--- Texte à lire ---

Ces mesures successives et l’intermittence hivernale de l’éolien et du solaire, presque absents de la production électrique française, mettent en danger notre réseau. S’ajoutant à l’incapacité d’EDF de tenir les délais de livraison du futur réacteur de Flamanville, ces difficultés fragilisent la sécurité de l’approvisionnement électrique.
Jeudi dernier, le gestionnaire du réseau de transport d’électricité français, RTE, a demandé aux Français de réduire leur consommation d’électricité face à un risque de tension sur notre réseau. Le risque de coupure chez les particuliers n’est pas un acte banal : la France ne saurait s’y habituer.
Face au risque d’instabilité de notre réseau électrique dû à notre dépendance envers les autres pays européens et à nos orientations énergétiques, quel est le nouveau calendrier pour la mise en service du futur réacteur de l’EPR de Flamanville ?
Mme la présidente. La parole est à Mme la secrétaire d’État.
Mme Bérangère Abba, secrétaire d’État auprès de la ministre de la transition écologique, chargée de la biodiversité. Monsieur le sénateur Sido, le Gouvernement porte une attention particulière au calendrier de mise en service de ce réacteur.
Les essais à chaud se sont terminés en février 2020. Les premiers assemblages de combustible ont été approvisionnés en octobre pour être entreposés, et le processus de remise à niveau des soudures situées sur le circuit secondaire se poursuit, le scénario de reprise des soudures de traversées de l’enceinte étant en cours d’examen par l’ASN (Autorité de sûreté nucléaire).
Malgré la crise sanitaire, EDF n’a pas fait connaître de modification de son objectif de chargement de combustible fin 2022. Selon toute vraisemblance, l’EPR devrait être opérationnel en 2023.
M. François Bonhomme. Félicitations !
Mme la présidente. La parole est à M. Bruno Sido, pour la réplique.

---

• [Objectif visé]
Dans le texte sur l'EPR de Flamanville, en quelle année la secrétaire d'État prévoit-elle que le réacteur soit opérationnel ?

--- Données fournies ---

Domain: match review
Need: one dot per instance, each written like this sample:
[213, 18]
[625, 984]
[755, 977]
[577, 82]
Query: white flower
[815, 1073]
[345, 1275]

---
--- Données fournies ---

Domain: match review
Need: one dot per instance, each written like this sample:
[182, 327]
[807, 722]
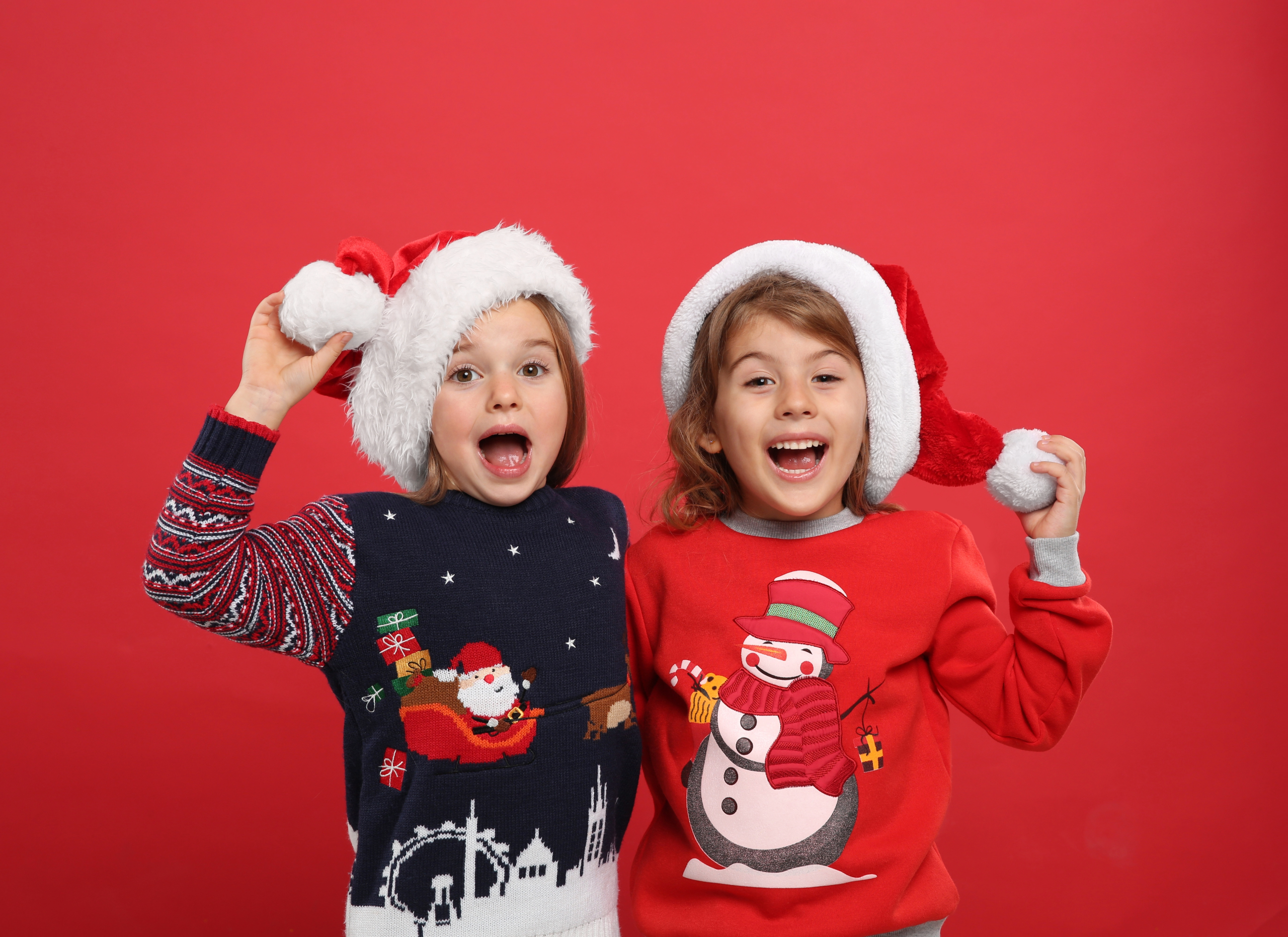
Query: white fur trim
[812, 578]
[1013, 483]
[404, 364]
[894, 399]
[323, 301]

---
--- Données fournies ---

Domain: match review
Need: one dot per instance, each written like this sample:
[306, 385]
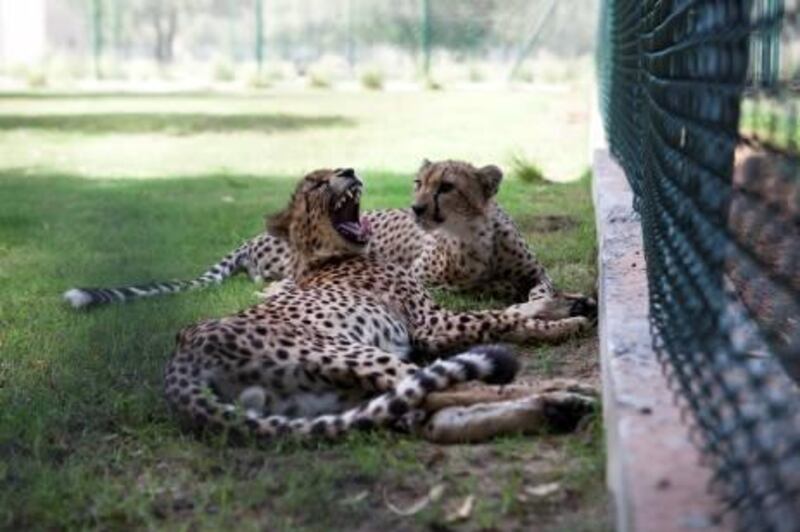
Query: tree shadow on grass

---

• [Corrigé]
En 2023.